_Short exercise_: Pull out every line of the material below that contains the word "embroidered", matching case exactly.
***
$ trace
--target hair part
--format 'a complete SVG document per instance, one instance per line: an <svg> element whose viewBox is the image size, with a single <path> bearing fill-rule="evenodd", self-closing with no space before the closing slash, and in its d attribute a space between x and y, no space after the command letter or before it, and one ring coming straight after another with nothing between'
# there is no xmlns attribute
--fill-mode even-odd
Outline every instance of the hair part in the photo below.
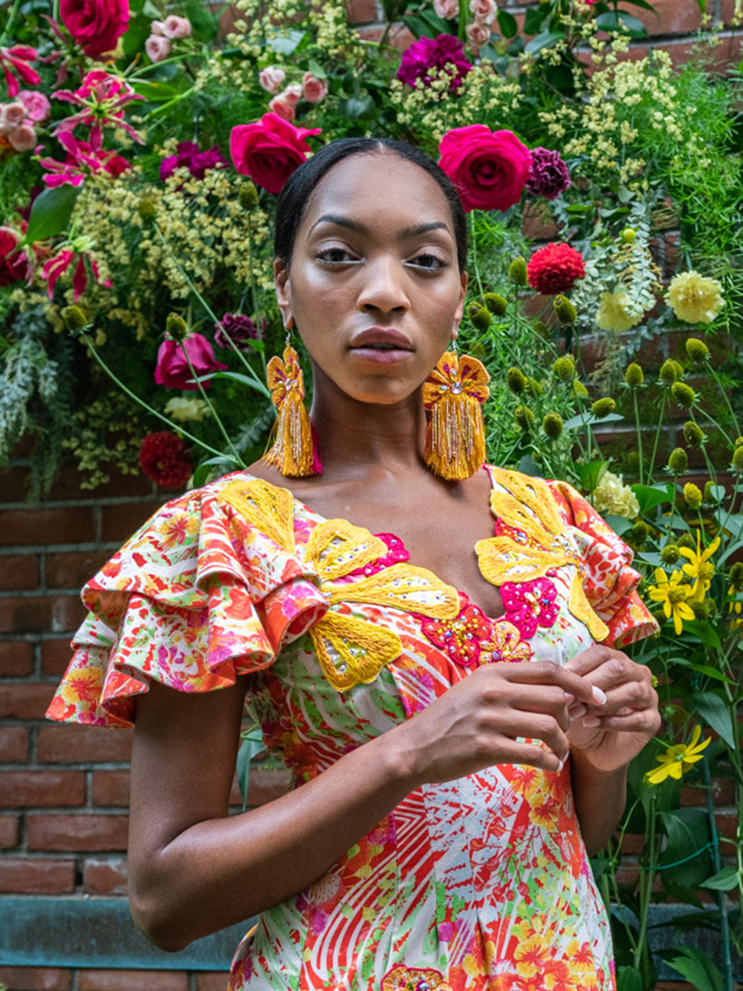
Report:
<svg viewBox="0 0 743 991"><path fill-rule="evenodd" d="M467 217L459 193L446 172L414 145L391 138L340 138L325 145L292 172L276 203L276 223L273 251L284 266L289 265L294 241L302 223L307 204L321 179L333 165L352 155L392 154L418 165L436 182L446 197L452 214L460 271L467 269Z"/></svg>

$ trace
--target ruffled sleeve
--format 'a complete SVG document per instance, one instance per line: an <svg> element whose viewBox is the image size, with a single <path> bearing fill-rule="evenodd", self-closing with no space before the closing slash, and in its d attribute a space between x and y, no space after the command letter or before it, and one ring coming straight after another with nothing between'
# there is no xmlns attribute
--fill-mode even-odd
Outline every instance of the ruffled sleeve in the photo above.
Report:
<svg viewBox="0 0 743 991"><path fill-rule="evenodd" d="M163 505L84 587L90 611L50 718L131 725L150 679L180 692L234 685L324 615L317 573L294 552L290 495L273 490L288 518L261 526L221 483Z"/></svg>
<svg viewBox="0 0 743 991"><path fill-rule="evenodd" d="M609 628L602 642L619 647L654 633L658 623L637 594L641 576L631 567L630 548L567 482L549 485L562 516L573 527L586 599Z"/></svg>

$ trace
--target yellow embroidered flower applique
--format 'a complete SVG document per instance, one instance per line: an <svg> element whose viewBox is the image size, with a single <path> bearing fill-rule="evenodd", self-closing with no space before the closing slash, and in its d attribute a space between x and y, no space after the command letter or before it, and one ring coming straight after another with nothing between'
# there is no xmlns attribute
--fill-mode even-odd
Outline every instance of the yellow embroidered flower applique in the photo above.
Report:
<svg viewBox="0 0 743 991"><path fill-rule="evenodd" d="M506 492L492 491L492 511L514 534L503 533L476 544L482 575L497 586L503 582L543 578L555 568L573 565L576 574L568 607L574 616L585 623L594 640L603 640L608 635L608 627L585 598L583 562L566 532L566 524L549 486L542 479L504 469L495 469L494 477Z"/></svg>
<svg viewBox="0 0 743 991"><path fill-rule="evenodd" d="M219 497L288 553L297 553L294 500L287 490L261 480L233 482ZM383 540L345 519L318 523L304 546L304 561L317 573L320 592L330 606L308 632L323 674L339 692L372 682L386 664L399 657L402 643L392 630L341 612L337 606L354 603L391 606L437 619L459 612L457 590L425 568L394 564L375 575L352 575L387 550Z"/></svg>

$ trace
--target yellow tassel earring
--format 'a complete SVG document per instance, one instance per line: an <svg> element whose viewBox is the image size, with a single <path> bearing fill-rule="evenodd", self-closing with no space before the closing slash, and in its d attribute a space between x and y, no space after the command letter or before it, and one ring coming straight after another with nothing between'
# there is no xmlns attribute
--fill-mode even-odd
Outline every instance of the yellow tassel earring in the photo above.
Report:
<svg viewBox="0 0 743 991"><path fill-rule="evenodd" d="M448 482L462 482L485 460L485 428L481 405L490 394L490 377L481 362L445 351L423 384L426 464Z"/></svg>
<svg viewBox="0 0 743 991"><path fill-rule="evenodd" d="M274 465L281 475L293 478L321 475L322 465L304 405L304 376L297 353L289 344L288 331L283 360L277 356L271 358L265 377L277 415L268 440L271 446L263 460L266 465Z"/></svg>

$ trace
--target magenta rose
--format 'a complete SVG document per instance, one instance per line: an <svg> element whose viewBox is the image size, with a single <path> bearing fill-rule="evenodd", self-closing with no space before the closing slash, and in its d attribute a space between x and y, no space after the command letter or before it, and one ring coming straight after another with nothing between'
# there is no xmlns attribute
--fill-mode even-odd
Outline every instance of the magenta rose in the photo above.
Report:
<svg viewBox="0 0 743 991"><path fill-rule="evenodd" d="M129 27L129 0L59 0L59 17L86 55L102 55Z"/></svg>
<svg viewBox="0 0 743 991"><path fill-rule="evenodd" d="M319 127L295 127L277 114L264 114L255 124L239 124L232 129L233 165L266 192L279 193L312 151L305 139L320 133Z"/></svg>
<svg viewBox="0 0 743 991"><path fill-rule="evenodd" d="M439 145L439 165L470 210L507 210L529 179L531 156L512 131L471 124L448 131Z"/></svg>
<svg viewBox="0 0 743 991"><path fill-rule="evenodd" d="M188 355L183 354L185 350ZM188 367L190 361L193 372ZM214 350L203 334L189 334L182 342L165 338L158 350L158 365L155 369L155 381L166 388L196 389L198 385L193 381L194 375L199 378L210 372L224 372L227 366L218 362ZM209 385L209 380L202 382L204 387Z"/></svg>

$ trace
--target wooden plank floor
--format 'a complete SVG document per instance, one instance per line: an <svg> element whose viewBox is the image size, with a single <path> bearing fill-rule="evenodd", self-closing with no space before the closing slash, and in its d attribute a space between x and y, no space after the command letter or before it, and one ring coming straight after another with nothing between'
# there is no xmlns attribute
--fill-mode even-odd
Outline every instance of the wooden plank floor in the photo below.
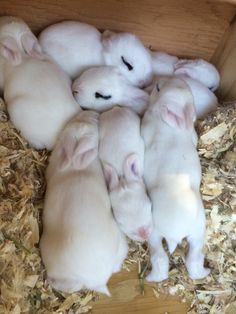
***
_Finished exercise_:
--target yellow embroidered flower applique
Outline every instance of the yellow embroidered flower applique in the photo above.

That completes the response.